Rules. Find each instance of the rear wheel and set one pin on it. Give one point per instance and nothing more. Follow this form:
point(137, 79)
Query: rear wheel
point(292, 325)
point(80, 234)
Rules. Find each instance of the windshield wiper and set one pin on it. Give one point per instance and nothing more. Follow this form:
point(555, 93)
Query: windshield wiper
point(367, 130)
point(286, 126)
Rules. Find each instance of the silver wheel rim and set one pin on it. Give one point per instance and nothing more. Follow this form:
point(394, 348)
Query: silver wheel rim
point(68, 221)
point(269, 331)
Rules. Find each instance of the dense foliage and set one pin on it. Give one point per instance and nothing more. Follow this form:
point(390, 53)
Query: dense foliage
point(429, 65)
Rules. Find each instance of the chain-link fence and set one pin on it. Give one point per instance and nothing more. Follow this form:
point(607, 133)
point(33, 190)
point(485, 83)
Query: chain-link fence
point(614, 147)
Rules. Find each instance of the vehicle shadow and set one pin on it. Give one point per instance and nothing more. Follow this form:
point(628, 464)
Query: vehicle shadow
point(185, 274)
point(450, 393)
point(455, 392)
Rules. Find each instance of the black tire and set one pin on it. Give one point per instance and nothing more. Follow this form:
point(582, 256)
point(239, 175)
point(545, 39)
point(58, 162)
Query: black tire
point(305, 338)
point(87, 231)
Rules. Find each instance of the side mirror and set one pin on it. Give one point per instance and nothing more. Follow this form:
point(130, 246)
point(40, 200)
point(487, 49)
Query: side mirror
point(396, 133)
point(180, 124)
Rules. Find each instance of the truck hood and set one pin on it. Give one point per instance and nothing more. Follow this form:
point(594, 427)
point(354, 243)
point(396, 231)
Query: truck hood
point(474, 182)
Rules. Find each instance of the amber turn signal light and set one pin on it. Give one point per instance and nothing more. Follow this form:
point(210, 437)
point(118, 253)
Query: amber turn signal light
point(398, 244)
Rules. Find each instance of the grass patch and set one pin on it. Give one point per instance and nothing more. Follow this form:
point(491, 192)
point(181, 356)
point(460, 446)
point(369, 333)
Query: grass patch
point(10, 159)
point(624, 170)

====

▶ [EXERCISE TASK]: Please rewrite the items above as a JSON list of strings, one string per line, with blank lines left out.

▶ [TASK ANSWER]:
[
  "Rules. Find each instance of the rear wheel and set one pin on it. Give one point per instance and nothing more. Follow this form:",
  "point(137, 79)",
  "Query: rear wheel",
  "point(292, 325)",
  "point(80, 234)",
  "Rules. Find each instance of the windshield wiper and set one pin on it. Give one point per instance and nothing more. Follow this form:",
  "point(555, 93)",
  "Query: windshield wiper",
  "point(367, 130)",
  "point(286, 126)",
  "Rules. Find each instance of the silver wheel rim and set one pin on it. Give one point per instance and nothing more. Follow this form:",
  "point(394, 348)",
  "Query: silver wheel rim",
  "point(68, 221)",
  "point(269, 331)",
  "Rules. Find each instance of the dense foliage and set one pin on it. Give one point per instance and nothing more. Follow this form:",
  "point(390, 53)",
  "Query: dense foliage",
  "point(429, 65)",
  "Rules. Find each instance of the chain-link fence and set one pin on it. Give one point per instance and nothing more. Follow this form:",
  "point(607, 133)",
  "point(33, 190)",
  "point(485, 83)",
  "Query: chain-link fence",
  "point(614, 147)",
  "Rules. Find each instance of the vehicle shadow and set one pin on it. Give one point per instance and nothing more. Follow this form:",
  "point(628, 464)",
  "Query: vehicle shadow",
  "point(185, 274)",
  "point(450, 393)",
  "point(455, 392)",
  "Rules. Find each instance of the black tire and set one pin on it. Give one point per instance and nothing more. Follow this form:",
  "point(582, 256)",
  "point(239, 175)",
  "point(545, 39)",
  "point(58, 162)",
  "Query: black tire",
  "point(305, 338)",
  "point(87, 231)",
  "Rules. Find each instance of the side mirror and set one pin on it. Give one point per instance and nothing more. Follow this form:",
  "point(130, 246)",
  "point(40, 200)",
  "point(487, 49)",
  "Query: side mirror",
  "point(396, 133)",
  "point(180, 124)",
  "Rules. Find each instance of the truck hood and set one pin on it. Give one point per instance and nothing more. Follow this form:",
  "point(594, 427)",
  "point(354, 243)",
  "point(396, 231)",
  "Query: truck hood",
  "point(474, 182)",
  "Rules. Find each instance of the amber turn signal light and set one pin on it. Give one point per instance and nothing more. Follow this form:",
  "point(210, 437)",
  "point(118, 253)",
  "Query: amber turn signal light",
  "point(398, 244)",
  "Rules. Find each instance of the grass patch and set one pin on it. Give one point per instance and nothing more. Follow this form:",
  "point(491, 192)",
  "point(181, 356)",
  "point(460, 446)",
  "point(369, 333)",
  "Query: grass patch",
  "point(10, 159)",
  "point(624, 170)"
]